▸ Requirements
**1)** Using the Tau Tauri article below, answer these:
(a) What is the system's combined apparent visual magnitude?
(b) Who found component Aa to be a close spectroscopic binary, and in what year?
(c) How long is the orbit of component Ab?
**2)** Give every stellar classification stated in the Tau Tauri article below, each with the component it describes.
* start Document text *
Tau Tauri, Latinized from τ Tauri, is a quadruple star system in the constellation Taurus. It is visible to the naked eye as a faint point of light with a combined apparent visual magnitude of 4.33. The distance to this system is approximately about 400 light years based on parallax. The system is moving further from the Earth with a heliocentric radial velocity of +14.6 km/s, and it is a member of the Taurion OB association, located between Orion and Taurus. It is located 0.7 degree north of the ecliptic, and thus is subject to lunar occultations.

The blue-white hued primary, component Aa, is a B-type main-sequence star with a stellar classification of B3V. It was found to be a close spectroscopic binary in 1903 by American astronomers Edwin B. Frost and Walter S. Adams. The pair have an orbital period of 2.96 days and eccentricity of 0.05. A second companion, white-hued component Ab, has magnitude 6.97 and angular separation 0.2" from the primary in a 58-year orbit. This is a probably A-type main-sequence star with a class of A0V–A2V. The more distant component B is a type A1V star with magnitude 7.2 and separation 62.8".
* end Document text *
* start Stored records *
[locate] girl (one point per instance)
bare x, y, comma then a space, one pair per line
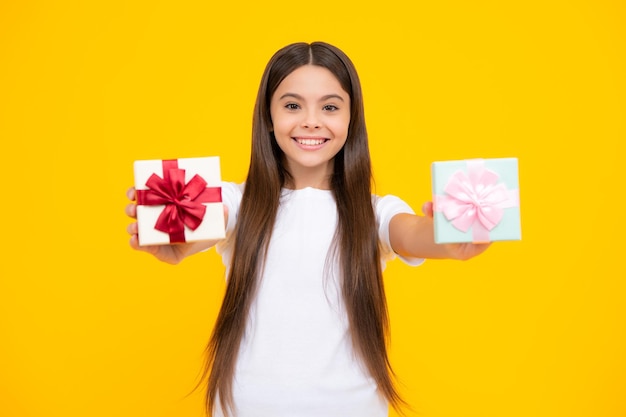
302, 328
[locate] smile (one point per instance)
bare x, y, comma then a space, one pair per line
310, 141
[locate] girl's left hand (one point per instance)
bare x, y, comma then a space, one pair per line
460, 251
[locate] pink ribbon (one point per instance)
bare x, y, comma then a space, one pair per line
475, 200
183, 201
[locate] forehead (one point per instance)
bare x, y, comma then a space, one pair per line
311, 80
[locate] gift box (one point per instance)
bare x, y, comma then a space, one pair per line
179, 200
476, 200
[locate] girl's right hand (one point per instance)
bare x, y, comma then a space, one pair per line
172, 254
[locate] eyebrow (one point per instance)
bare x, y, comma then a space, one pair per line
299, 97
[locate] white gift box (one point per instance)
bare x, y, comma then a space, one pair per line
179, 200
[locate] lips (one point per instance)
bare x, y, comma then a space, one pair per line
310, 141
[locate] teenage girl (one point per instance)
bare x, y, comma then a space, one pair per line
303, 325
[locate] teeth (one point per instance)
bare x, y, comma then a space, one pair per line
310, 142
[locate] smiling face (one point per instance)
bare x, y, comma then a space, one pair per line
310, 118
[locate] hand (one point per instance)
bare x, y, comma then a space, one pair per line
460, 251
173, 253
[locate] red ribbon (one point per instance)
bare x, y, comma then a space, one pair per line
183, 202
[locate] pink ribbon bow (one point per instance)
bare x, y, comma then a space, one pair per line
475, 200
183, 202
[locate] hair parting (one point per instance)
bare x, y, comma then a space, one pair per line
356, 236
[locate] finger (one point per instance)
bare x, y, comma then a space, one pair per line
427, 208
130, 193
132, 229
134, 242
131, 210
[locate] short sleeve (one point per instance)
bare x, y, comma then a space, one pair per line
386, 208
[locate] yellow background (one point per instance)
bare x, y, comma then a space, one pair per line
89, 327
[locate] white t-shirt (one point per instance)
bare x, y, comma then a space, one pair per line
296, 357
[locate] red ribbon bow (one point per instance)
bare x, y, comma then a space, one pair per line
183, 202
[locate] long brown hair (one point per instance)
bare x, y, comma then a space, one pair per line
356, 236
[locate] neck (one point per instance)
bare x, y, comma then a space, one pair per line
310, 177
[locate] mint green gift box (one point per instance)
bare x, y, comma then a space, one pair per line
476, 200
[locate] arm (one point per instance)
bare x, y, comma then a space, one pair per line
413, 236
172, 254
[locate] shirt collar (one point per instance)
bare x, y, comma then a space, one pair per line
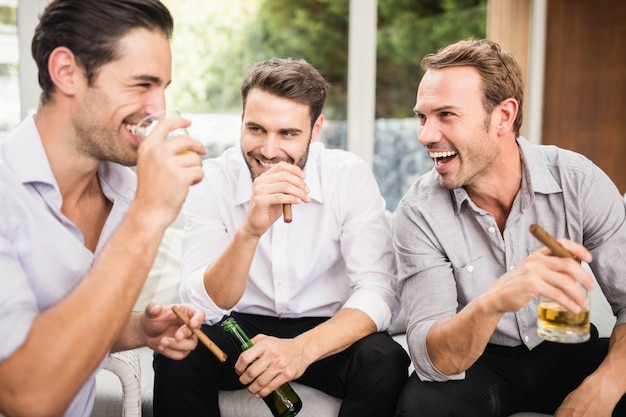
311, 171
26, 157
536, 177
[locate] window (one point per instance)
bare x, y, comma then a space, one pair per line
215, 42
9, 81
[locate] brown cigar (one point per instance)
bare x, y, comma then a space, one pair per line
552, 244
201, 336
287, 213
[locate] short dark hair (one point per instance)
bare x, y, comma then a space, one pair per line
288, 78
500, 73
92, 29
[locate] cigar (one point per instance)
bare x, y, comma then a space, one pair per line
219, 354
287, 213
551, 243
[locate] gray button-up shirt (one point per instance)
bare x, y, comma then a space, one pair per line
449, 250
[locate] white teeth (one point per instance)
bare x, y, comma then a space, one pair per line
441, 154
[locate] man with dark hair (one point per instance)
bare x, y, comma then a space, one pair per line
316, 293
470, 272
78, 230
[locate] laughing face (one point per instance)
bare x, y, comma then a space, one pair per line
275, 129
124, 91
454, 128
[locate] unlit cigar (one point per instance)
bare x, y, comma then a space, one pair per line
287, 213
219, 354
551, 243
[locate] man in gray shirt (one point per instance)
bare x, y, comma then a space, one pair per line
469, 270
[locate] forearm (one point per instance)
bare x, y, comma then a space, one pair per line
225, 279
336, 334
455, 343
72, 336
131, 336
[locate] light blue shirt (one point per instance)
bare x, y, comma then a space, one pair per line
42, 253
335, 253
449, 250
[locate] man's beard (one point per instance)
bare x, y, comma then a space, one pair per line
* end Stored records *
▸ The solutions
**1)**
(a) 4.33
(b) Edwin B. Frost and Walter S. Adams, in 1903
(c) 58 years

**2)**
Component Aa: B3V
Component Ab: A0V–A2V
Component B: A1V